- CHALLENGE: Write out word for word the stretch of the listing below from the line containing "sweater in the photo above." through the line containing "(402, 1025)", both lines included. Give only those lines.

- DATA ENTRIES:
[Begin]
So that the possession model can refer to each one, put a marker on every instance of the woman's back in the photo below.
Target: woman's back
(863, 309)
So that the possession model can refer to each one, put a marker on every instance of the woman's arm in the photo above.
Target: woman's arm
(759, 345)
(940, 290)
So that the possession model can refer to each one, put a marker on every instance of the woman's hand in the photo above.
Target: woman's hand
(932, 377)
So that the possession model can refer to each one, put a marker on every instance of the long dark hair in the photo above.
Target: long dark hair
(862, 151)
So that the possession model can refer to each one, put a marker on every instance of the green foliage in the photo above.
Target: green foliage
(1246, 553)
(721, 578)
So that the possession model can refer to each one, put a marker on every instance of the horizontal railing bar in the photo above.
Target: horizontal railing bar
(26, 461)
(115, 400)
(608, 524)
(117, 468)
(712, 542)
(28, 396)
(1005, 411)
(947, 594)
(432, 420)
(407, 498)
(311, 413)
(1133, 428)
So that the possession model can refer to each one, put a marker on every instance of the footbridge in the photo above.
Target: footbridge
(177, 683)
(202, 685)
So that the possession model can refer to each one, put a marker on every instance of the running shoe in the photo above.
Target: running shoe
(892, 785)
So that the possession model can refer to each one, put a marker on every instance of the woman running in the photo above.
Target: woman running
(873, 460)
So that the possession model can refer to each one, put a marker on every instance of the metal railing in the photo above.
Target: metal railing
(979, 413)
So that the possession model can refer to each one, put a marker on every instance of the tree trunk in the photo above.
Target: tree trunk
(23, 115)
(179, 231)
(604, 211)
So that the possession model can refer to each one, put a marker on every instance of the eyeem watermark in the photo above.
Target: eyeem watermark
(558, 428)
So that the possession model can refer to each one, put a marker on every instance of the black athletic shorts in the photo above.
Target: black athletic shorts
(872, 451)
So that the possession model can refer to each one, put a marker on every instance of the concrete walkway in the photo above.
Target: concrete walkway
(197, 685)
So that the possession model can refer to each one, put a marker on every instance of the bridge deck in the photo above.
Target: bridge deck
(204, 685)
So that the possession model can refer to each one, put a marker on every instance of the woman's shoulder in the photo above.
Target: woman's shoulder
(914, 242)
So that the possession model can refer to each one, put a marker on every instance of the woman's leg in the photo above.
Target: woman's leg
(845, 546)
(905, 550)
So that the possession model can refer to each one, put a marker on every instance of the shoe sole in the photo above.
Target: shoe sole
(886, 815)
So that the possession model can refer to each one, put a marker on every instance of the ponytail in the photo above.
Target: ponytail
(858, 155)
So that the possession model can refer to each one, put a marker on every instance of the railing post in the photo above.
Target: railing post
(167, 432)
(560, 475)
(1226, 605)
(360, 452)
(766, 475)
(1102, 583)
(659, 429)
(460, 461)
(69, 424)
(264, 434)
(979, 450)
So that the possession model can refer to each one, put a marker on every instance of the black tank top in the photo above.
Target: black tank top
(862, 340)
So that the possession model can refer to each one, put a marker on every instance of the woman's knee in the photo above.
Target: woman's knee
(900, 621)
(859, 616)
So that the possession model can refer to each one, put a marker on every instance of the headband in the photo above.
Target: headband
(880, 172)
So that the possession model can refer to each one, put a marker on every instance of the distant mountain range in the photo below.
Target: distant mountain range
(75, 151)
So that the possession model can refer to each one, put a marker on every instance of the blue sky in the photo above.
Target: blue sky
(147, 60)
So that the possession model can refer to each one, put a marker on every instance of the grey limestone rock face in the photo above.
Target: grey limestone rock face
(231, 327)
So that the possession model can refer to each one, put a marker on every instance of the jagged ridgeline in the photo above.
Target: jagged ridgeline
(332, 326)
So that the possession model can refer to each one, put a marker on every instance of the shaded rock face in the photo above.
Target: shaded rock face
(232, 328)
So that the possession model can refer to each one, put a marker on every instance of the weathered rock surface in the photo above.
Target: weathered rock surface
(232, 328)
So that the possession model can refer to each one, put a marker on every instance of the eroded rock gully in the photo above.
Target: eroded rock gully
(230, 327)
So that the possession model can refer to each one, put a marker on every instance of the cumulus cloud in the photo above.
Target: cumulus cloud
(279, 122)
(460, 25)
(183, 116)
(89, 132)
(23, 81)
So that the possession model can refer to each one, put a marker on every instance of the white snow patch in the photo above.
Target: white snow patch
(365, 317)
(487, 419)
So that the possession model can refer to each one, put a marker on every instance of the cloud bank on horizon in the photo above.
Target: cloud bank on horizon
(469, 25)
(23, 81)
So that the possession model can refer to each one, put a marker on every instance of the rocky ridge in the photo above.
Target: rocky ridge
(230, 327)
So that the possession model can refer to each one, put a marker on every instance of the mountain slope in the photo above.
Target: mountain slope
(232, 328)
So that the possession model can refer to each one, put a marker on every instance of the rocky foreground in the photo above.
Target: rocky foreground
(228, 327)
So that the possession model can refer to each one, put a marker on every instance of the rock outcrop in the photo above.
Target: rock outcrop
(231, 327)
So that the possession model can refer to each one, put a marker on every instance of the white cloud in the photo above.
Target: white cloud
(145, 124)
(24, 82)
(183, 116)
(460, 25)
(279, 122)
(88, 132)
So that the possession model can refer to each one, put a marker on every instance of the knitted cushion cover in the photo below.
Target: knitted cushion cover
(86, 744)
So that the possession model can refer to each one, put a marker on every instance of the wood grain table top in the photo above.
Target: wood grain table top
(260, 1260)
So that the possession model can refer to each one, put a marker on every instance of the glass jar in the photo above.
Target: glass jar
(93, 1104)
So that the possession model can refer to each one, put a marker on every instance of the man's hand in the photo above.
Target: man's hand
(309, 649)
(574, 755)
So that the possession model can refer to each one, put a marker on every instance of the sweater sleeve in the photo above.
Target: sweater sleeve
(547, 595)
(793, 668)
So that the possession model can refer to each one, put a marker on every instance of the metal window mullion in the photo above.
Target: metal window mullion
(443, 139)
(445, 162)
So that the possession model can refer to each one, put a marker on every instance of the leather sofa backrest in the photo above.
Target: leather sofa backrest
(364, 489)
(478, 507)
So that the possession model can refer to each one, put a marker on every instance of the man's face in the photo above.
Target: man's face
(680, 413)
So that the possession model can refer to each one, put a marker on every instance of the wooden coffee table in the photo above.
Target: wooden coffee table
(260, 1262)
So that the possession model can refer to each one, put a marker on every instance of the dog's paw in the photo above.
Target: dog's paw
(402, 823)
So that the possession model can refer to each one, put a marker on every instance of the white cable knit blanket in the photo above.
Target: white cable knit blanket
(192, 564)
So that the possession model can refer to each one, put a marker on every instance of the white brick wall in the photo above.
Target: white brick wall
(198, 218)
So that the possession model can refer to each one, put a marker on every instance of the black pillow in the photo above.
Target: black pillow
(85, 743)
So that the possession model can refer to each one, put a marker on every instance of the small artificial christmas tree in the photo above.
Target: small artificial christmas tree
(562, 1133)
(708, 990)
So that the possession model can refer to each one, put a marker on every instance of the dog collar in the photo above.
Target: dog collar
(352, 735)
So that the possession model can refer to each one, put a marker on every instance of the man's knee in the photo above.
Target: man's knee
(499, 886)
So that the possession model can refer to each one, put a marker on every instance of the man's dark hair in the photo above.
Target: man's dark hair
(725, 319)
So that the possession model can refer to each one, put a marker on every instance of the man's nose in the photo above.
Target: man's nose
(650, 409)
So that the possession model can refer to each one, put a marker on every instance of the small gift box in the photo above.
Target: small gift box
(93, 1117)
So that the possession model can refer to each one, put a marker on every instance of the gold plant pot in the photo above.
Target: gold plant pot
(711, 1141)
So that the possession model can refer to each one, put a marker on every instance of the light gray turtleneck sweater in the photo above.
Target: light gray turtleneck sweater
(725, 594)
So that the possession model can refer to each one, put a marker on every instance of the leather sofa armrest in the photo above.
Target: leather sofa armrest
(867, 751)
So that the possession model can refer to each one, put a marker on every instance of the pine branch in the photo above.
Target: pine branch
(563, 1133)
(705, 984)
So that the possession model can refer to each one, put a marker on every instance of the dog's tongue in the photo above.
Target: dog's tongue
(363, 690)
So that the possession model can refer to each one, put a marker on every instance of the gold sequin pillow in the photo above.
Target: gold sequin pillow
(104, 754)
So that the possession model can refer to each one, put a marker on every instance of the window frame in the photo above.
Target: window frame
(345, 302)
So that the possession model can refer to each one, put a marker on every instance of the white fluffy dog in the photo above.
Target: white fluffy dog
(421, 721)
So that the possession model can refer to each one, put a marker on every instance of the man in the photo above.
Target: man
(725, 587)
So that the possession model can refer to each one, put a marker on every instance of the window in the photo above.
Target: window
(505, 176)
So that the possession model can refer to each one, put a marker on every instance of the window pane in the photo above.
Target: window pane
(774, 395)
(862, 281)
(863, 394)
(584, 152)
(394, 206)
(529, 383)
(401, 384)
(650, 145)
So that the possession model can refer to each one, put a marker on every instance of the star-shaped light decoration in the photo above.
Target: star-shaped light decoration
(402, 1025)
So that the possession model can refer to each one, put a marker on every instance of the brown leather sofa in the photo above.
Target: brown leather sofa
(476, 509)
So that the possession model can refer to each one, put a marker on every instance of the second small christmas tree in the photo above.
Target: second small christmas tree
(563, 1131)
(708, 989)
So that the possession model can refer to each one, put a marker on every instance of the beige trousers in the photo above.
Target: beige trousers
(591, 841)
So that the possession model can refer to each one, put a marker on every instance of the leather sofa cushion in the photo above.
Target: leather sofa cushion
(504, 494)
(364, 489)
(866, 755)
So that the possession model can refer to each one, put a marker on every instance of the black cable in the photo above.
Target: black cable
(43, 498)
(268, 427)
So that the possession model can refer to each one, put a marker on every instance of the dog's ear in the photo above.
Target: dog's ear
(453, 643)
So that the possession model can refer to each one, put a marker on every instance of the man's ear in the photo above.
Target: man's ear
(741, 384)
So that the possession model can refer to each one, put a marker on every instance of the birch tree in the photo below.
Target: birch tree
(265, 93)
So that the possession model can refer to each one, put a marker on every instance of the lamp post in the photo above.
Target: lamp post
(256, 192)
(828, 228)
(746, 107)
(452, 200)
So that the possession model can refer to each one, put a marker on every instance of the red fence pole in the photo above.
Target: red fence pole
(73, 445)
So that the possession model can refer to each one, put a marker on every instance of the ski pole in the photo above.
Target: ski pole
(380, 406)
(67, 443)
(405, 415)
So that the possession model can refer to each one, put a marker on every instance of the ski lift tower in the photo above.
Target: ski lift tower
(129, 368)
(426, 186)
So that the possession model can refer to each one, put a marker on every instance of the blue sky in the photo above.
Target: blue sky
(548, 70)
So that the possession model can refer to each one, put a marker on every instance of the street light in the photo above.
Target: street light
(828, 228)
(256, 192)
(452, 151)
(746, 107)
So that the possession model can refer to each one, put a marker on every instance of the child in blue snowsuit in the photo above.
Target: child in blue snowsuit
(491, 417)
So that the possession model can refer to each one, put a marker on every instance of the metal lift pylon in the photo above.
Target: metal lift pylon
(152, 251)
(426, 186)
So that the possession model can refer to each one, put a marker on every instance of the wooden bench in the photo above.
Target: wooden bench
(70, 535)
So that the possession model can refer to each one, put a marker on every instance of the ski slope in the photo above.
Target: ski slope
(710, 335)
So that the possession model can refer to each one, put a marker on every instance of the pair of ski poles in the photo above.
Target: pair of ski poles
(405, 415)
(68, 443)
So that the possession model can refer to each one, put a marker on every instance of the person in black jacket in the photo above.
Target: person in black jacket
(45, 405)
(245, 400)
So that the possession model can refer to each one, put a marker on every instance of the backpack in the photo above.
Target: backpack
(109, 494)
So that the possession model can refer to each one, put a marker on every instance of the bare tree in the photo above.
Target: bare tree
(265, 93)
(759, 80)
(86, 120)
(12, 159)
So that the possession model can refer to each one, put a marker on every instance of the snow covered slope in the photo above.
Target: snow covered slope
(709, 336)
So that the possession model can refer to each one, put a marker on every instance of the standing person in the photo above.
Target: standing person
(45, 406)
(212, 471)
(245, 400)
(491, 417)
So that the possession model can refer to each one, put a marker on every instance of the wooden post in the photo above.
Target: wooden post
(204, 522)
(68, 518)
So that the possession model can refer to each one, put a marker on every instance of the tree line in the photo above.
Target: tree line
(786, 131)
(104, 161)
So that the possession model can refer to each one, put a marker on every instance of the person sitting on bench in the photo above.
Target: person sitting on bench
[End]
- PROBLEM SOLUTION:
So that the possession model can refer to each one, put a marker on every instance of the light gray turtleneck sweater in the photo above.
Target: light gray turtleneck sweater
(725, 594)
So that the possession model can refer to each one, put a marker on every instance of the leather sofa armrest in the photo above.
Target: leather sofa armrest
(867, 751)
So that the possession model can refer to each one, put a marker on every instance of the pine branch in the photo above.
Target: pine branch
(563, 1133)
(705, 984)
So that the possession model can refer to each one, put a marker on every instance of the dog's tongue in the photo above.
Target: dog's tongue
(363, 690)
So that the possession model can refer to each one, put a marker on every instance of the gold sequin pillow in the photo above.
Target: gold sequin pillow
(104, 754)
So that the possession model can refer to each one, put a marker on every instance of the window frame in the photo above.
Target: window frame
(345, 302)
So that the possession model can refer to each one, put a marker on every instance of the white fluffy dog in the photo above.
Target: white fluffy dog
(421, 721)
So that the possession model can refer to each one, put a marker on every instance of the man in the photo above.
Target: man
(725, 587)
So that the possession model can refer to each one, put a marker on every instance of the window in the photo above.
Target: window
(505, 176)
So that the possession model can refer to each one, put a marker on every instance of the window pane in the photo above.
Target: window pane
(774, 395)
(862, 281)
(863, 394)
(584, 152)
(394, 206)
(529, 383)
(401, 384)
(650, 145)
So that the possession model can refer to each one, put a marker on every instance of the star-shaped light decoration in the photo above.
Target: star-shaped light decoration
(402, 1025)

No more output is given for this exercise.